TEXTE EXTRAIT:
+++

Si cette prédiction a de quoi laisser pantois, il faut savoir que ce livre n’avait pas pour objectif de lire l’avenir. Il s’agit en fait d’une estimation du futur contexte planétaire et des dangers à prévoir, basée sur des analyses de dizaines de spécialistes et de rapports de la CIA. Interrogé par le média français Public Sénat sur la justesse de ces prédictions, Alexandre Adler, qui a écrit la préface du livre en 2008, évoque des schémas préexistants. « C’était déjà arrivé. Cela ramène aux livres de Tom Clancy, qui lui aussi écrivait à partir de l’expertise de la CIA. Il racontait de manière effrayante une épidémie d’Ebola. Et effectivement, à l’époque, Ebola n’était pas du tout maîtrisée » , on ne connaissait pas encore ce virus. Il l’avait analysé grâce aux rapports de la CIA, c’est ce qui s’est passé avec le coronavirus et qui a donné l’impression de prédictions. Et comme l’a relevé sur Twitter Jean-Baptiste Jeangène Vilmer, le directeur de l’Institut de recherche stratégique de l’École militaire (IRSEM), le risque d’une pandémie a été anticipé, parfois très exactement, par les prospectivistes des quinze dernières années. Il cite en exemple au moins cinq rapports du gouvernement américain ou français qui anticipent des risques de pandémie depuis 2004.
Des dommages collatéraux
Toutes ces hypothèses apportent d’autres problèmes que la désinformation ou l’incertitude, le harcèlement en ligne. La rhétorique complotiste, revendicative, imperméable à la critique, semble avoir définitivement gangrené le débat public et donne lieu à des vagues d’intimidations. En février, le compte Twitter du blog financier Zero Hedge avait été banni pour harcèlement. Un des posts suggérait de rendre visite au scientifique de l’Institut de virologie de Wuhan « pour en savoir plus sur la cause de l’épidémie » . Il avait aussi publié ses informations personnelles.
En France, Karine Lacombe, une des scientifiques qui a alerté l’opinion publique vis-à-vis du manque de preuves de l’efficacité de l’hydroxychloroquine contre le Covid-19, a fait l’objet d’une campagne de harcèlement en ligne. Elle a fini par fermer son compte Twitter.
Aux Etats-Unis, le docteur Anthony Fauci, directeur de l’Institut national des allergies et maladies infectieuses, est un de ceux qui a sonné l’alarme et demandé des mesures de confinement d’urgence pour combattre le coronavirus, en dépit de l’attitude rassurante de Donald Trump. M. Fauci a fait l’objet de nombreuses accusations complotistes sur les réseaux sociaux, rapporte le New York Times. Il vit désormais sous protection.
Le succès des théories du complot n’est pas une coïncidence. Elles nourrissent des préoccupations. On ne peut pas empêcher les gens de s’interroger sur l’origine d’un virus inconnu, nouveau et qui n’épargne personne. Le site Conspiracy Watch a eu l’idée de recenser et de cartographier beaucoup de déclarations, commentaires et spéculations, farfelues ou abjectes, qui se sont manifestés depuis le début de l’épidémie.

+++

Données d'ancrage texte-région:

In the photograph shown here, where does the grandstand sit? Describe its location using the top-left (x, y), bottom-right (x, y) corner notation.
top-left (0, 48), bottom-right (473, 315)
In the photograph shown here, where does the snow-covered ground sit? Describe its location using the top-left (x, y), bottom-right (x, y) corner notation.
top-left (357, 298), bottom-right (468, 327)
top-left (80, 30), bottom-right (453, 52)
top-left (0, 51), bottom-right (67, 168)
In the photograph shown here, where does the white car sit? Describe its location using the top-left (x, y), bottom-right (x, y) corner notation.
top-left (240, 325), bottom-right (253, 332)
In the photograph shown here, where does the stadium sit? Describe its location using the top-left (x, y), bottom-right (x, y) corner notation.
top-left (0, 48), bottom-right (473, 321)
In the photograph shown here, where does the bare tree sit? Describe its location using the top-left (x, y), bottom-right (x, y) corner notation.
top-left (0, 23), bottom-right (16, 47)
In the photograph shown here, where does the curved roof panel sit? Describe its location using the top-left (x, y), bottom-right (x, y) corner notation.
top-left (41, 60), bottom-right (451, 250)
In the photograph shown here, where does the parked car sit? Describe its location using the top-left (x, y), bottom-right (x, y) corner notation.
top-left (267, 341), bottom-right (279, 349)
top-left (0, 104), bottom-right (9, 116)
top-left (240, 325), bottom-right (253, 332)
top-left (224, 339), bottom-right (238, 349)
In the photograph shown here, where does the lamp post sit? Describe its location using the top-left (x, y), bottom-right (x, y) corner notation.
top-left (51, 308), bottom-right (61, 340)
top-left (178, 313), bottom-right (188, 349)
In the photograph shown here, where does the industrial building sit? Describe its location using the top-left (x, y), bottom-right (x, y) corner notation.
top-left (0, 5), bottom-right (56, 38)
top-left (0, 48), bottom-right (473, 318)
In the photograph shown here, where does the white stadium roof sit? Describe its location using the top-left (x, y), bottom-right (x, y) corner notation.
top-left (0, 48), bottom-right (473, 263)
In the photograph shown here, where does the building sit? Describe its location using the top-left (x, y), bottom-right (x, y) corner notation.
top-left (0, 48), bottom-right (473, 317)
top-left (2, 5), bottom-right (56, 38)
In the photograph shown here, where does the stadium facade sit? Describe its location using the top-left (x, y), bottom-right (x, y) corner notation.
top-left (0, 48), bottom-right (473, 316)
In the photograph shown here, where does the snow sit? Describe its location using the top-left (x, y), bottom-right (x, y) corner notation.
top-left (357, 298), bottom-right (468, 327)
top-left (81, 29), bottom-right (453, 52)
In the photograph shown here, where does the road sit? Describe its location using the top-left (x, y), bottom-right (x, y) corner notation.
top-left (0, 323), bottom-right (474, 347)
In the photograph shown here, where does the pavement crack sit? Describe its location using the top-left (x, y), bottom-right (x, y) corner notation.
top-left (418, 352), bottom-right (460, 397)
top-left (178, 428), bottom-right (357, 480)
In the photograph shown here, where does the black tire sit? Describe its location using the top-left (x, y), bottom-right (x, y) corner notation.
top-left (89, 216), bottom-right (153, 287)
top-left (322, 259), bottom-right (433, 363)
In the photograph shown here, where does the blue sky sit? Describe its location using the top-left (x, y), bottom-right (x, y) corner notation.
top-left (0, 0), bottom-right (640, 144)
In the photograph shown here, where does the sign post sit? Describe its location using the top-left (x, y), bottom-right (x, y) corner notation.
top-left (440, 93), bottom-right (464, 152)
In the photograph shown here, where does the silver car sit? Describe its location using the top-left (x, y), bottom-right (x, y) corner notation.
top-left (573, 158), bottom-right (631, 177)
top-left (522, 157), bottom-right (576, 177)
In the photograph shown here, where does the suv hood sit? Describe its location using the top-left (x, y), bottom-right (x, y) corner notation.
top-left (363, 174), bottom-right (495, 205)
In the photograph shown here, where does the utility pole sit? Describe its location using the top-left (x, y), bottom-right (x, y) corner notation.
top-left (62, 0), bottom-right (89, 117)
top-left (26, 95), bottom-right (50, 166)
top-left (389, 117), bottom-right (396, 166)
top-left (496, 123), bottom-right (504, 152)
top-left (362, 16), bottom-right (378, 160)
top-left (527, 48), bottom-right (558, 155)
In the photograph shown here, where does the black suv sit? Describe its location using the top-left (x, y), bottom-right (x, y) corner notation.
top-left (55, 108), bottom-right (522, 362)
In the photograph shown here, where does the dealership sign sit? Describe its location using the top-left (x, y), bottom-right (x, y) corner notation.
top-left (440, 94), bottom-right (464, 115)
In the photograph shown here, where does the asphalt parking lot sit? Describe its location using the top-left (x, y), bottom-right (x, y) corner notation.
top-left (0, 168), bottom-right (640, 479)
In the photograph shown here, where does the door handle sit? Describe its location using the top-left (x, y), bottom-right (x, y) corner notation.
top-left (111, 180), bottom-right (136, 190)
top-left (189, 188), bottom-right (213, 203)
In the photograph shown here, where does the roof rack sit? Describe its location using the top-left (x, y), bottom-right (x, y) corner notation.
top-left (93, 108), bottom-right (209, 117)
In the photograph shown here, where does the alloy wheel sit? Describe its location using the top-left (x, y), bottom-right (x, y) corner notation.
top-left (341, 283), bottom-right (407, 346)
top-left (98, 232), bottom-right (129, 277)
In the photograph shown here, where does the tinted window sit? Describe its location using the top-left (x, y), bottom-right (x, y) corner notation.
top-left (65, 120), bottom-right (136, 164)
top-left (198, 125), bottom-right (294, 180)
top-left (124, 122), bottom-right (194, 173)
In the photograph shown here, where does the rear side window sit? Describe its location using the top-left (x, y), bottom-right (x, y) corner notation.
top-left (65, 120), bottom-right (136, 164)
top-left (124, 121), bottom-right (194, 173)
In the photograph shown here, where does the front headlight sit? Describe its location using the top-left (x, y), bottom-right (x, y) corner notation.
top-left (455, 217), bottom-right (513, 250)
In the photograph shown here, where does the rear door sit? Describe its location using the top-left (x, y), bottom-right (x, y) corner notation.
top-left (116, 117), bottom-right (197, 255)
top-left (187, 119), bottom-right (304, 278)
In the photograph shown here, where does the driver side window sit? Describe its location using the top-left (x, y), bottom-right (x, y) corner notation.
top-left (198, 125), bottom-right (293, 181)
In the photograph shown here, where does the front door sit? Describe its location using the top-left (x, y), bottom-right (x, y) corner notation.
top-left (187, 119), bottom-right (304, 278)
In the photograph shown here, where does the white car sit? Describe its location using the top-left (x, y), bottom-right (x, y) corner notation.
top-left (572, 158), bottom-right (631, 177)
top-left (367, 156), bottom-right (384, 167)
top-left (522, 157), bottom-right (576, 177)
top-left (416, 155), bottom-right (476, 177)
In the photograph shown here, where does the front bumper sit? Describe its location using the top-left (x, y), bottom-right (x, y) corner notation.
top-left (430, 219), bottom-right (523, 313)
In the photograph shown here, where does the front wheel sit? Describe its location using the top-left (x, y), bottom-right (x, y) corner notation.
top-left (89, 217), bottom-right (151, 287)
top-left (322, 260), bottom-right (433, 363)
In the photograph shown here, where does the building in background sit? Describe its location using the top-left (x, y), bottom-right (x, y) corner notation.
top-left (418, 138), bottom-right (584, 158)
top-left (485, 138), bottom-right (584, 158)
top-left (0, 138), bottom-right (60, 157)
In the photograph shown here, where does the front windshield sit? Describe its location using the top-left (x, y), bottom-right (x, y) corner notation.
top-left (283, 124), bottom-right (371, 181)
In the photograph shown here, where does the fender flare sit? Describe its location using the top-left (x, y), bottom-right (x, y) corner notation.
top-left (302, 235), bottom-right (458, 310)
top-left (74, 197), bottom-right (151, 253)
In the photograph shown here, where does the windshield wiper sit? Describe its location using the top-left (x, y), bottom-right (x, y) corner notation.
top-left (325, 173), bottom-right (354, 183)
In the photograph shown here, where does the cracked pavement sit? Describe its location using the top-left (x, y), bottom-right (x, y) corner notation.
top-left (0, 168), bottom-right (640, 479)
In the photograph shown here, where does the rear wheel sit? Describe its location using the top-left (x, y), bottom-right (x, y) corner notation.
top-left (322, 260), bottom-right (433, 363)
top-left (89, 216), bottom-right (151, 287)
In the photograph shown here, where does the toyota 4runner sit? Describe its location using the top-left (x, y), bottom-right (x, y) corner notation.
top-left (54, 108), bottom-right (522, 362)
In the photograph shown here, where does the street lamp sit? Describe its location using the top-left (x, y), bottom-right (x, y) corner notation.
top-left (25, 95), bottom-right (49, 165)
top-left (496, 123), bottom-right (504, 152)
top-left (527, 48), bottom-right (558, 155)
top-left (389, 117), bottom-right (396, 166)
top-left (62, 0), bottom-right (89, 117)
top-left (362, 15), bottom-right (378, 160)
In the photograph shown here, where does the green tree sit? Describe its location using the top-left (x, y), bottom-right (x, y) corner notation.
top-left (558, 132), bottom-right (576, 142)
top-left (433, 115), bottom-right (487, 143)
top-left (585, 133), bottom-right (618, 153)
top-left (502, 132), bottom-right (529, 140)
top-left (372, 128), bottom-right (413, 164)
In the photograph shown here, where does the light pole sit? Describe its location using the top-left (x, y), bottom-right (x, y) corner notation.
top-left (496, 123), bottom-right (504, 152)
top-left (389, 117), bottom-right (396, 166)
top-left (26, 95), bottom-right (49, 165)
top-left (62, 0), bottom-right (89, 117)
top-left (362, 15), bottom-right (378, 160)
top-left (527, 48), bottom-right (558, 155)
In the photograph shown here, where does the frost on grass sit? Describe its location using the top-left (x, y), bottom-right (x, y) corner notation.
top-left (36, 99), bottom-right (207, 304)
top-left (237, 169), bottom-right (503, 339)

+++

CONSIGNES:
**1)** Recopiez fidèlement le passage du texte extrait qui va de « Le succès des » jusqu'à « début de l’épidémie. ».
**2)** Selon le texte extrait, qu'a fini par faire Karine Lacombe après avoir été la cible d'une campagne de harcèlement en ligne ?
Ces données sont issues d'une source distincte.

RÉPONSES PAR CONSIGNE:
**1)**
Le succès des théories du complot n’est pas une coïncidence. Elles nourrissent des préoccupations. On ne peut pas empêcher les gens de s’interroger sur l’origine d’un virus inconnu, nouveau et qui n’épargne personne. Le site Conspiracy Watch a eu l’idée de recenser et de cartographier beaucoup de déclarations, commentaires et spéculations, farfelues ou abjectes, qui se sont manifestés depuis le début de l’épidémie.

**2)** Elle a fermé son compte Twitter.